On imagine les conséquences. Guerre du Bien contre le Mal, la colonisation n’est pas tant une entreprise civilisatrice qu’une mesure prophylactique destinée à neutraliser les miasmes d’une bestialité latente.

« Parfois ce manichéisme va jusqu’au bout de sa logique et déshumanise le colonisé. A proprement parler, il l’animalise. Et, de fait, le langage du colon, quand il parle du colonisé, est un langage zoologique. On fait allusion aux mouvements de reptation du jaune, aux émanations de la ville indigène, aux hordes, à la puanteur, au pullulement, aux gesticulations ».

L’impérialisme d’aujourd’hui a-t-il changé de registre ? L’appétit de richesse a beau revêtir les oripeaux des « droits de l’homme », il charrie la même violence symbolique. Comme le colonialisme, l’impérialisme déshumanise à tour de bras. Il transforme la guerre juste en guerre sainte, il en fait en prophylaxie de masse où le nombre ahurissant des victimes immolées sur l’autel de la démocratie est le résultat de leur incorrigible bestialité.

Tout est justifié, du moment que c’est pour sauver l’Empire du Bien.

On citera quelques exemples célèbres.

 C’est le bombardement de Bagdad qu’un pilote de l’US Air Force trouve beau comme « un sapin de Noël ».

 C’est l’ignoble massacre de ces milliers de civils et de militaires irakiens en fuite sur « l’autoroute de la mort ».

 C’est ce soldat des forces d’occupation déclarant à la presse que sa mission est de « tuer les méchants ».

Votre objectif:
Reproduisez intégralement l'extrait sur le colonialisme et l'impérialisme, sans y changer un seul mot. Appuyez-vous uniquement sur l'extrait ci-dessus.

Données fournies:

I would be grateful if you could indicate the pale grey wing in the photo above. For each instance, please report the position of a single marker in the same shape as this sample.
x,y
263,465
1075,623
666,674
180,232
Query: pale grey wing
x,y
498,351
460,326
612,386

La réponse:
On imagine les conséquences. Guerre du Bien contre le Mal, la colonisation n’est pas tant une entreprise civilisatrice qu’une mesure prophylactique destinée à neutraliser les miasmes d’une bestialité latente.

« Parfois ce manichéisme va jusqu’au bout de sa logique et déshumanise le colonisé. A proprement parler, il l’animalise. Et, de fait, le langage du colon, quand il parle du colonisé, est un langage zoologique. On fait allusion aux mouvements de reptation du jaune, aux émanations de la ville indigène, aux hordes, à la puanteur, au pullulement, aux gesticulations ».

L’impérialisme d’aujourd’hui a-t-il changé de registre ? L’appétit de richesse a beau revêtir les oripeaux des « droits de l’homme », il charrie la même violence symbolique. Comme le colonialisme, l’impérialisme déshumanise à tour de bras. Il transforme la guerre juste en guerre sainte, il en fait en prophylaxie de masse où le nombre ahurissant des victimes immolées sur l’autel de la démocratie est le résultat de leur incorrigible bestialité.

Tout est justifié, du moment que c’est pour sauver l’Empire du Bien.

On citera quelques exemples célèbres.

 C’est le bombardement de Bagdad qu’un pilote de l’US Air Force trouve beau comme « un sapin de Noël ».

 C’est l’ignoble massacre de ces milliers de civils et de militaires irakiens en fuite sur « l’autoroute de la mort ».

 C’est ce soldat des forces d’occupation déclarant à la presse que sa mission est de « tuer les méchants ».